**Extracted text:**
[Start of Attachment]

# It Came! I Have a Real Holster! LOL!



## SuckLead (Jul 4, 2006)

I actually have a decent holster for my revolver! It came today, a Don Hume J.I.T. Slide holster. I'd still like that Galco I found, but that will come in time. 

Here it is!


----------



## Mike Barham (Mar 30, 2006)

Infidel.





(Glad you got a decent holster! :mrgreen


----------



## SuckLead (Jul 4, 2006)

Haha! I'll probably still have to get the Galco pretty soon because I'm sure someone is going to have a problem with this holster.


----------



## Mike Barham (Mar 30, 2006)

Just don't sit in any chairs with thick/wide armrests!

When I took LFI-1, Mas Ayoob told this funny story about being in Florida. He was carrying a custom 1911 in a belt slide holster. He saw a pretty woman lounging at the poolside at his hotel, and sat down to chat her up. As he sat, the pistol caught on the chair and was lifted out of the holster. The gun clunked onto the concrete right in front of the woman.

Reeeeeeeeeeeeeeeeeeeally smooth! :mrgreen:


----------



## SuckLead (Jul 4, 2006)

LOL! I've got that covered. We're not suppossed to sit down at work all day, and I take it off at lunch (where I eat usually sells alcohol). But I cannot imagine how weird that situation must be. Did he get the girl? LOL!


----------



## Charlie (May 13, 2006)

[End of Attachment]

**Data section:**
[Start of Attachment]

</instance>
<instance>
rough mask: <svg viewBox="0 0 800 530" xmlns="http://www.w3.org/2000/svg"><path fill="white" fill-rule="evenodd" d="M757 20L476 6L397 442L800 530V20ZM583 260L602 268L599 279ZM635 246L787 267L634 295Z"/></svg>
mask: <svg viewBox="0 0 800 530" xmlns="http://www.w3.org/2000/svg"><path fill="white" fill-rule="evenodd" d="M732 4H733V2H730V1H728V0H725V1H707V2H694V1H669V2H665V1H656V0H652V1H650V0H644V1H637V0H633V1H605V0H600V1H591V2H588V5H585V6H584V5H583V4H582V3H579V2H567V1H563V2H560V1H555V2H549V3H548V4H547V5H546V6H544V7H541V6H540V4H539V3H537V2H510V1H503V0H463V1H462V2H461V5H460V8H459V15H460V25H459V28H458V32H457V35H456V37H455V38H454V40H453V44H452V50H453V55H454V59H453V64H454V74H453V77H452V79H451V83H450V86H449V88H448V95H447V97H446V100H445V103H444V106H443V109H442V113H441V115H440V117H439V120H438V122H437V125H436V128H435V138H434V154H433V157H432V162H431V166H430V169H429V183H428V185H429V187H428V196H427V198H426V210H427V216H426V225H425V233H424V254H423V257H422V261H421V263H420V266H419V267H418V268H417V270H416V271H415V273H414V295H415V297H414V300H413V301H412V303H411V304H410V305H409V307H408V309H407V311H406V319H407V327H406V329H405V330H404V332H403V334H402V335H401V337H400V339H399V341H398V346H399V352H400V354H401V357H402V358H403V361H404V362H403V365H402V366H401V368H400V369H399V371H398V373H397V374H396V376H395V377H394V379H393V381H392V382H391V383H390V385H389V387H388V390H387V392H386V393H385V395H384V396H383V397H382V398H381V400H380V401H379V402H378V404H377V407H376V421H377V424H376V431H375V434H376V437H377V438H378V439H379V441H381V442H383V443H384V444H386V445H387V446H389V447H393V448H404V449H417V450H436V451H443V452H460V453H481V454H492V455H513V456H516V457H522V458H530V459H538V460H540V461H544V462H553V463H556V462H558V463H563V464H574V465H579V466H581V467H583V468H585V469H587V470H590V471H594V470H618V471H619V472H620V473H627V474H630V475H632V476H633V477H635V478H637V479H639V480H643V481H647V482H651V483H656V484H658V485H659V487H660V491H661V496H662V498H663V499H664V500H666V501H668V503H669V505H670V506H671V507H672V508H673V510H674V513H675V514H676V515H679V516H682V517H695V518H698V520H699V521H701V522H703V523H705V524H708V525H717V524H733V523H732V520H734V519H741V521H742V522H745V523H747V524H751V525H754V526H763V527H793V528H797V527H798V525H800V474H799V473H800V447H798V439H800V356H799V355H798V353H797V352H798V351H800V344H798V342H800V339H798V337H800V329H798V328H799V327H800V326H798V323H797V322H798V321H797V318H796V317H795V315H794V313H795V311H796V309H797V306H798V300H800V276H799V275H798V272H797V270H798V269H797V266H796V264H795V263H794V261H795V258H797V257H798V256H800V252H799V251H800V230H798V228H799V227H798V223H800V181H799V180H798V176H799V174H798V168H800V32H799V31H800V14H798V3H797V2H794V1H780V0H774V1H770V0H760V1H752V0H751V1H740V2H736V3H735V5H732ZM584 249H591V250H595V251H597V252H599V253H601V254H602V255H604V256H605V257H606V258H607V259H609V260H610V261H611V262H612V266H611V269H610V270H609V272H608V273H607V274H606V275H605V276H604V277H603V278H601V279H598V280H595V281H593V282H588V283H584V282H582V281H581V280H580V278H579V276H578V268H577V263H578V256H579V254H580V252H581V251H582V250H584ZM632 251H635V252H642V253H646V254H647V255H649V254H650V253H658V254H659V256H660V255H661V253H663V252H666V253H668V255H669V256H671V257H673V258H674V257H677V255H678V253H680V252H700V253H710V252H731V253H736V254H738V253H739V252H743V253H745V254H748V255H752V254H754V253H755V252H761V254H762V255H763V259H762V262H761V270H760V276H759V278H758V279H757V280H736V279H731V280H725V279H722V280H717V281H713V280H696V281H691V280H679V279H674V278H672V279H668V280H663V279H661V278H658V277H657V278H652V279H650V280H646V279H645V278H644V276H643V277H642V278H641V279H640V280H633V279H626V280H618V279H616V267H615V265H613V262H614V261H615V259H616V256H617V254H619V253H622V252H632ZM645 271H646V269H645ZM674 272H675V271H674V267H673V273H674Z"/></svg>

[End of Attachment]

**Exercise tasks:**
1. Answer these questions from the holster thread:
(a) What holster arrived for SuckLead's revolver?
(b) In the story Mike Barham tells, what pistol was Mas Ayoob carrying?
(c) When does SuckLead take the holster off during the workday?
2. Continue the forum thread about the new holster from the point where it stops.
The listing plays no part in what is asked here.

**Exercise responses:**
1.
(a) A Don Hume J.I.T. Slide holster.
(b) A custom 1911.
(c) At lunch.

2.
Congrats! Don Hume makes good holsters. I have three of them (yes Mike, I have some Galcos also). Any good holster makes a good carry gun even better.


----------



## Mike Barham (Mar 30, 2006)

Charlie said:


> Congrats! Don Hume makes good holsters. I have three of them (yes Mike, I have some Galcos also). Any good holster makes a good carry gun even better.


Thanks, Charlie! Galco doesn't make P7 holsters, anyway, so you'd have to shop elsewhere for that very excellent pistol.

As we say at Galco, a pistol without a holster is just an expensive doorstop.

As far as Mas goes...I think he was married at the time, so the awkwardness of the gravity-powered 1911 probably saved him not-inconsiderable grief in the long run. I had dinner with Mas a few times, and he's an incorrigible flirt. Waitresses, (female) students, our hostess at the range, you name it. Lots of funny Ayoob stories.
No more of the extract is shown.